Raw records
# # # # #

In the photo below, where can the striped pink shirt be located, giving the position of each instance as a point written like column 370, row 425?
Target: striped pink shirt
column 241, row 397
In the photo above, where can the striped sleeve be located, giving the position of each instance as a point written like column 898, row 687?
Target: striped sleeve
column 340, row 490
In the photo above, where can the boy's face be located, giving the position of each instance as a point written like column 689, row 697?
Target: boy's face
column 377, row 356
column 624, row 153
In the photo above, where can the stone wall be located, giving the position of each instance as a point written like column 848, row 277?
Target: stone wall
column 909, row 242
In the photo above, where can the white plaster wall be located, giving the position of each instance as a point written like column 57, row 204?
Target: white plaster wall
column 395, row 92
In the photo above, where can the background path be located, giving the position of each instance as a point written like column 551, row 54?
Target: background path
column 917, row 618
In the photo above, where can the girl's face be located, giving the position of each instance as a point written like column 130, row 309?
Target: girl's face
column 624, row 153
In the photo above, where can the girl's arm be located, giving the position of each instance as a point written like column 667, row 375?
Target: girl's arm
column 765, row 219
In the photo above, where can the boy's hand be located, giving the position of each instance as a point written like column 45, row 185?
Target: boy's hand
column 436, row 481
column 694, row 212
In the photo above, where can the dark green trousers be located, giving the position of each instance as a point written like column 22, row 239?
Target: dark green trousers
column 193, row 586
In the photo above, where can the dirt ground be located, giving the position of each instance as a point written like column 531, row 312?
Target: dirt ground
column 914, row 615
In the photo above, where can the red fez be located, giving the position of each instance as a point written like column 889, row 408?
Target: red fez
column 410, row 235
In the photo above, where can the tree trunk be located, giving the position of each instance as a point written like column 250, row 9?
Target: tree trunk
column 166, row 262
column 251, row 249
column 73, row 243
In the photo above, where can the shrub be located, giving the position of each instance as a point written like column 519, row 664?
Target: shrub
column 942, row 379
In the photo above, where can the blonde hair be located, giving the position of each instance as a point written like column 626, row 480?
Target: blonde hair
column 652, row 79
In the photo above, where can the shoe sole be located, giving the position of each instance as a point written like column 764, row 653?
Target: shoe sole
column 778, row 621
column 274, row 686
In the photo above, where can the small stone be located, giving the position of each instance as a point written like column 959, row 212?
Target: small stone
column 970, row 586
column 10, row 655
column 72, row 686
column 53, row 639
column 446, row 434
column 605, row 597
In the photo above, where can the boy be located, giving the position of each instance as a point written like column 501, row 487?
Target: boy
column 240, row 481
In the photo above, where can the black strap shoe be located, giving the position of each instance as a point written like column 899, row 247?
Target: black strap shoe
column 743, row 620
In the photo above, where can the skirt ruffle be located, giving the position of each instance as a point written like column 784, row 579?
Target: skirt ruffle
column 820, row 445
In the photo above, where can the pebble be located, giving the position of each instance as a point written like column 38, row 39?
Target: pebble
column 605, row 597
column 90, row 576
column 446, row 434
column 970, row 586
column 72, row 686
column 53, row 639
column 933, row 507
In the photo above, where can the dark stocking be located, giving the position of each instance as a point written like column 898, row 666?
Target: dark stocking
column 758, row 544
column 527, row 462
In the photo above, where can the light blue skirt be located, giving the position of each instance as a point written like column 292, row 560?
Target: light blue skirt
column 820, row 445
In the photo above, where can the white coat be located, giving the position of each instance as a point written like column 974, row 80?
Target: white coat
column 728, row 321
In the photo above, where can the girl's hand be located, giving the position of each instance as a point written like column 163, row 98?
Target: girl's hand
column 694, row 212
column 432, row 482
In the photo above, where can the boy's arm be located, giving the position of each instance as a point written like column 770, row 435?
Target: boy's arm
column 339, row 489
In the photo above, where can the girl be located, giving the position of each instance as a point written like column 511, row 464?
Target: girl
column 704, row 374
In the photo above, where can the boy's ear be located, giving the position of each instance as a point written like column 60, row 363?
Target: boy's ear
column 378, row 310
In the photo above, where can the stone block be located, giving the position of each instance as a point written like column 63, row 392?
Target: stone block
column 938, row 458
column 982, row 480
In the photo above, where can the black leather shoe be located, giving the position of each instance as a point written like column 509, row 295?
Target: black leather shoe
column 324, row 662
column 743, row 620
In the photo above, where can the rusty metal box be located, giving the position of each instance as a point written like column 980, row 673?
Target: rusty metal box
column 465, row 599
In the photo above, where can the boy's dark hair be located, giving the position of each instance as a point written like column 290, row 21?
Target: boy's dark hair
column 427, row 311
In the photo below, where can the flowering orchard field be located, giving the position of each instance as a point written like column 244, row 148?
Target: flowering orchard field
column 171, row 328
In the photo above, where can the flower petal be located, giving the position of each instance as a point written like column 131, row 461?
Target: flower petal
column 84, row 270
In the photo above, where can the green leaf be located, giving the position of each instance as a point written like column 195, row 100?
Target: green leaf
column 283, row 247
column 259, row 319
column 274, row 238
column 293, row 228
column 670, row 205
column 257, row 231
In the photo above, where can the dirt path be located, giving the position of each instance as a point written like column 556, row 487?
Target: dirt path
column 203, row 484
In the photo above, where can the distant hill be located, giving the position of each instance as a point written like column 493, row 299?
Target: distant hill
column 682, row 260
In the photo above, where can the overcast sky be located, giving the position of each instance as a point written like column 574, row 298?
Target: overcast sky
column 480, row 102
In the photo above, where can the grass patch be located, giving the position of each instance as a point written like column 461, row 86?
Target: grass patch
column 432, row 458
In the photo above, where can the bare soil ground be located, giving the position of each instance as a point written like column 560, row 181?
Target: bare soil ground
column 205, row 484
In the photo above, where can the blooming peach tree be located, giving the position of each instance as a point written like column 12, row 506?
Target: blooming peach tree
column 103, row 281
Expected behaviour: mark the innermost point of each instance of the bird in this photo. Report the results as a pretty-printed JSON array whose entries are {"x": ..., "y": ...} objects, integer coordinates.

# # # # #

• [Task objective]: Reproduce the material above, switching every "Target" to "Object" and leaving all other text unchanged.

• [Correct result]:
In the photo below, where can the striped pink shirt be located, giving the position of each instance as a point written like column 370, row 425?
Object: striped pink shirt
column 241, row 397
In the photo above, where can the striped sleeve be located, giving the position of each instance as a point written like column 898, row 687?
Object: striped sleeve
column 340, row 490
In the photo above, where can the boy's face be located, giving the position of each instance as a point written like column 689, row 697?
Object: boy's face
column 377, row 356
column 624, row 153
In the photo above, where can the stone wall be located, giving the position of each instance as a point written like column 848, row 277?
Object: stone wall
column 909, row 242
In the photo above, where can the white plaster wall be located, giving the position of each instance as a point written like column 57, row 204?
Object: white plaster wall
column 395, row 92
In the photo above, where can the background path be located, giving the position of each instance as a point written like column 551, row 54?
Object: background path
column 917, row 618
In the photo above, where can the girl's face be located, giving the position of each instance as a point written like column 130, row 309?
Object: girl's face
column 624, row 153
In the photo above, where can the girl's arm be located, giving the position of each instance as a point written like column 667, row 375?
Object: girl's arm
column 765, row 219
In the photo above, where can the boy's hand be located, giving the position of each instance as a point written like column 45, row 185?
Object: boy's hand
column 436, row 481
column 694, row 212
In the photo above, where can the dark green trousers be located, giving the position of each instance as a point written like column 22, row 239?
Object: dark green trousers
column 193, row 586
In the photo above, where can the dirt ground be located, giving the position of each instance as a point written like column 531, row 312?
Object: dirt ground
column 914, row 615
In the photo above, where can the red fez be located, giving the position of each instance as a point written like column 889, row 408?
Object: red fez
column 410, row 235
In the photo above, where can the tree trunk be located, giving the position of each instance as a point written like column 250, row 9?
Object: tree trunk
column 166, row 262
column 251, row 249
column 73, row 243
In the photo above, where can the shrub be located, giving the position of each instance as a point written like column 519, row 664?
Object: shrub
column 942, row 379
In the photo above, where can the blonde hair be located, giving the position of each instance as a point written like column 626, row 480?
Object: blonde hair
column 652, row 79
In the photo above, where can the shoe sole be located, giving the position of each instance as a point written like column 764, row 653?
Object: shoe sole
column 778, row 621
column 274, row 686
In the photo above, where can the small stone be located, giving the position of each instance as a point written like column 959, row 212?
Object: small stone
column 970, row 586
column 10, row 655
column 72, row 686
column 53, row 639
column 446, row 434
column 605, row 597
In the photo above, where can the boy be located, giving the position of each instance as a point written like column 501, row 487?
Object: boy
column 240, row 481
In the photo above, where can the black strap shoe be located, giving the position of each instance as a point written like column 899, row 247?
Object: black strap shoe
column 743, row 620
In the photo above, where can the skirt ruffle be located, giving the position of each instance as a point written like column 784, row 579?
Object: skirt ruffle
column 820, row 445
In the photo above, where can the pebble be located, giving the position of each instance as a point written like column 38, row 39?
Object: pebble
column 605, row 597
column 90, row 576
column 446, row 434
column 970, row 586
column 72, row 686
column 53, row 639
column 933, row 507
In the photo above, where can the dark stocking be located, giving the position of each instance as a point written like column 898, row 666?
Object: dark stocking
column 758, row 544
column 527, row 462
In the photo above, where can the light blue skirt be located, giving the position of each instance as a point written like column 292, row 560?
Object: light blue skirt
column 820, row 445
In the photo above, where can the white coat be located, giving the position of each instance as a point written like column 974, row 80?
Object: white coat
column 728, row 321
In the photo above, where can the girl's hand be located, giving the position of each instance as a point written like column 163, row 98?
Object: girl's hand
column 694, row 212
column 432, row 482
In the photo above, where can the boy's arm be located, giving the position of each instance as a point written like column 770, row 435?
Object: boy's arm
column 339, row 489
In the photo above, where can the girl be located, giving the position of each instance as a point written like column 511, row 464?
Object: girl
column 704, row 374
In the photo above, where can the boy's ear be located, giving the position of each instance as a point written like column 60, row 363?
Object: boy's ear
column 378, row 310
In the photo above, where can the stone block be located, giving the position of each instance as a point written like column 63, row 392?
Object: stone block
column 938, row 458
column 982, row 480
In the photo above, where can the black leather shoe be located, giving the position of each instance as a point written like column 509, row 295?
Object: black leather shoe
column 324, row 662
column 743, row 620
In the photo above, where can the rusty metal box be located, giving the position of each instance as a point written like column 980, row 673?
Object: rusty metal box
column 465, row 599
In the photo above, where can the boy's dark hair be located, giving the position of each instance as a point written like column 290, row 21?
Object: boy's dark hair
column 427, row 311
In the photo below, where can the flowering orchard field be located, giving the position of each instance as a point written like column 244, row 148?
Object: flowering orchard field
column 171, row 328
In the photo above, where can the flower petal be located, giving the position of each instance as a point written like column 131, row 461?
Object: flower petal
column 84, row 270
In the photo above, where can the green leaf be located, giving the position of each instance as a point written like column 195, row 100?
Object: green leaf
column 283, row 247
column 259, row 319
column 274, row 238
column 293, row 228
column 670, row 205
column 257, row 231
In the photo above, where can the dirt path be located, giving the position of each instance as a point written like column 556, row 487?
Object: dirt path
column 203, row 484
In the photo above, where can the distant hill be located, giving the position of each instance as a point written like column 493, row 299?
Object: distant hill
column 682, row 260
In the photo above, where can the overcast sky be located, giving the position of each instance as a point written like column 574, row 298?
Object: overcast sky
column 480, row 102
In the photo above, where can the grass patch be located, giving the position of each instance as a point written like column 461, row 86?
Object: grass patch
column 432, row 458
In the photo above, where can the bare soil ground be located, giving the position of each instance as a point written like column 560, row 181?
Object: bare soil ground
column 205, row 484
In the photo above, where can the blooming peach tree be located, giving the position of each instance as a point written like column 12, row 506?
Object: blooming peach tree
column 103, row 281
Expected behaviour: mark the innermost point of each instance of the bird in this photo. Report the results as a pretty-printed JSON array whose entries are {"x": ..., "y": ...} objects, integer coordinates.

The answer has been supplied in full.